Selected passage.

Hannah McGrath, 28 from Manchester, was working night shifts as a nurse in 2015, when she found herself needing medical care after having two strokes.
Fortunately, Hannah hasn’t had lasting physical issues. But the emotional effects have had a huge impact on her life. “I really struggled with anxiety and fatigue,” she says. “I was 23 at the time and I felt like I’d lost all control over my life. I moved back in with my mum. I didn’t know if I’d be able to go back to nursing and thought everything I’d worked for had gone.
“I had such bad anxiety about having another, far worse, stroke that I wasn’t sleeping. I was exhausted during the day and had no interest in doing anything.
“Breaking out of that vicious circle was a gradual process. To be honest, if it wasn’t for my mum, I’d probably still be in bed. She gently encouraged me to come downstairs, get a shower or to go into the garden to let the dog out.
“I just took it day-by-day and built up from there. I started working in my local pub’s kitchen for a couple of hours a week, just washing pots and peeling potatoes. I also started volunteering for the Stroke Association as a telephone befriender. I’d ring a couple of stroke survivors a week and we would have a chat on the phone for half an hour or so. It gave me purpose, much-needed social interaction and helped me to begin to rebuild my life.”
Hannah was able to return to nursing less than a year after her strokes. “I know how lucky I am that I was able get my life back on track. I’ve learnt that progress builds over time. It isn’t a quick process, and I don’t know if I’ll ever be fully there emotionally, but I’m a lot better than I was five years ago.

Supplied entries.
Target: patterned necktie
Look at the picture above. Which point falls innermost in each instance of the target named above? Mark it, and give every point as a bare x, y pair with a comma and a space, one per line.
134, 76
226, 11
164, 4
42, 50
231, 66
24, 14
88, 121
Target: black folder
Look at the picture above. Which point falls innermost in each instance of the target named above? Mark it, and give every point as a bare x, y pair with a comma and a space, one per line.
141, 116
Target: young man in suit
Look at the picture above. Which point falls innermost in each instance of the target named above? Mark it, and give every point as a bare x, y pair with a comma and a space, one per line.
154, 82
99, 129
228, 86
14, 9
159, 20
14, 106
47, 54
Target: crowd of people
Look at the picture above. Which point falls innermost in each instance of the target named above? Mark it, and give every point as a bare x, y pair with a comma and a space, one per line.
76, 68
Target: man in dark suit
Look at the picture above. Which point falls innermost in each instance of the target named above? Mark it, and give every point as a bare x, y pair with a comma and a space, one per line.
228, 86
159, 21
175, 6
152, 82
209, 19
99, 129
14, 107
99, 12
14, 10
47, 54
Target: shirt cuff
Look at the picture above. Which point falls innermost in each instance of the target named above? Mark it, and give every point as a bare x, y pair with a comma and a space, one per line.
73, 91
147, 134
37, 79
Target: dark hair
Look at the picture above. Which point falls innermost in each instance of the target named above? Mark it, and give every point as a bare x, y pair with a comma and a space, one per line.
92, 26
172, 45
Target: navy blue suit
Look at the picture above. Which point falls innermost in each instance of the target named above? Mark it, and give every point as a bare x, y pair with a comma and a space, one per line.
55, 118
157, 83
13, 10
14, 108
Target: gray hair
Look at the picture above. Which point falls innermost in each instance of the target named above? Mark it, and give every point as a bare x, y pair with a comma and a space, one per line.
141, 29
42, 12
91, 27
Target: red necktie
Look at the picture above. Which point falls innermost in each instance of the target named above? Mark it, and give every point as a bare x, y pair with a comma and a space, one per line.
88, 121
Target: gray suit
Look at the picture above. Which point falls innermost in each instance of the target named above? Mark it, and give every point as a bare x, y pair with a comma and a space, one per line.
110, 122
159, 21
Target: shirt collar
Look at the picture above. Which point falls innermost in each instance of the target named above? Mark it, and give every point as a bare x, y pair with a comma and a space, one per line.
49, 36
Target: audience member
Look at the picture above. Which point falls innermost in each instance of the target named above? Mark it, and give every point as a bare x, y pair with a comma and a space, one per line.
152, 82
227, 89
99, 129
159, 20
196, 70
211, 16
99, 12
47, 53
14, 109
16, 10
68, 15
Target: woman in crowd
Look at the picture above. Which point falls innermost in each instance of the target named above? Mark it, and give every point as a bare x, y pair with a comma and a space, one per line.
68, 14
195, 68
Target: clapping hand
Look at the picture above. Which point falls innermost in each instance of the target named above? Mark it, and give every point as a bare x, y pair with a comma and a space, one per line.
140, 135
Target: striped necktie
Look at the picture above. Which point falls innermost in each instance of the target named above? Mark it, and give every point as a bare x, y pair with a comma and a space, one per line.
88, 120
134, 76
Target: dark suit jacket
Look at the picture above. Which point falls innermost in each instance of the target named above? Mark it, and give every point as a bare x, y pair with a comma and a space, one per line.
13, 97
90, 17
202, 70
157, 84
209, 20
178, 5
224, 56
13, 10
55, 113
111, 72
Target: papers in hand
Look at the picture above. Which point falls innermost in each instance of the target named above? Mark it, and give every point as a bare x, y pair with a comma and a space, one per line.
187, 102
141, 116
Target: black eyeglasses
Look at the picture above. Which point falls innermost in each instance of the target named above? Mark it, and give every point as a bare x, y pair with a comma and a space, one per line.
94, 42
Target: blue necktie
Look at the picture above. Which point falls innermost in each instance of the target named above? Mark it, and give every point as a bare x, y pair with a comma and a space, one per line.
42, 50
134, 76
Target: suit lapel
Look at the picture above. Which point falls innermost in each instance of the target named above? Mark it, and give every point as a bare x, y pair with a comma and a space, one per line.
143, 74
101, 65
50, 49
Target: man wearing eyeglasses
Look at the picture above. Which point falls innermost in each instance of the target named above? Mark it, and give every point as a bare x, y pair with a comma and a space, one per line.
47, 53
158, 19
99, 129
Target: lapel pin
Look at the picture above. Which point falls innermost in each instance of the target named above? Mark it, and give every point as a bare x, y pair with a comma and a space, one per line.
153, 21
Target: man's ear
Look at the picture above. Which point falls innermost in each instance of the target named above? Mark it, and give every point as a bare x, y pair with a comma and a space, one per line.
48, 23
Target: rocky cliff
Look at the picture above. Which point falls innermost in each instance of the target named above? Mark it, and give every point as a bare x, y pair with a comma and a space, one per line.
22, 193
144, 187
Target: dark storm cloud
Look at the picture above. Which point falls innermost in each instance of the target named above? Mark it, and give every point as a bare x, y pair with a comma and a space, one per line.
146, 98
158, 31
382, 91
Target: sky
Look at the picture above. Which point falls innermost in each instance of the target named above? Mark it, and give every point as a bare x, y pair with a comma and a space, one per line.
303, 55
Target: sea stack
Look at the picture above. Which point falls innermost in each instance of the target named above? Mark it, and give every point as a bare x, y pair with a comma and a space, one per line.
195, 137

Your instructions.
Reproduce the account of Hannah McGrath's recovery after her strokes in full, word for word.

Solution to this exercise.
Hannah McGrath, 28 from Manchester, was working night shifts as a nurse in 2015, when she found herself needing medical care after having two strokes.
Fortunately, Hannah hasn’t had lasting physical issues. But the emotional effects have had a huge impact on her life. “I really struggled with anxiety and fatigue,” she says. “I was 23 at the time and I felt like I’d lost all control over my life. I moved back in with my mum. I didn’t know if I’d be able to go back to nursing and thought everything I’d worked for had gone.
“I had such bad anxiety about having another, far worse, stroke that I wasn’t sleeping. I was exhausted during the day and had no interest in doing anything.
“Breaking out of that vicious circle was a gradual process. To be honest, if it wasn’t for my mum, I’d probably still be in bed. She gently encouraged me to come downstairs, get a shower or to go into the garden to let the dog out.
“I just took it day-by-day and built up from there. I started working in my local pub’s kitchen for a couple of hours a week, just washing pots and peeling potatoes. I also started volunteering for the Stroke Association as a telephone befriender. I’d ring a couple of stroke survivors a week and we would have a chat on the phone for half an hour or so. It gave me purpose, much-needed social interaction and helped me to begin to rebuild my life.”
Hannah was able to return to nursing less than a year after her strokes. “I know how lucky I am that I was able get my life back on track. I’ve learnt that progress builds over time. It isn’t a quick process, and I don’t know if I’ll ever be fully there emotionally, but I’m a lot better than I was five years ago.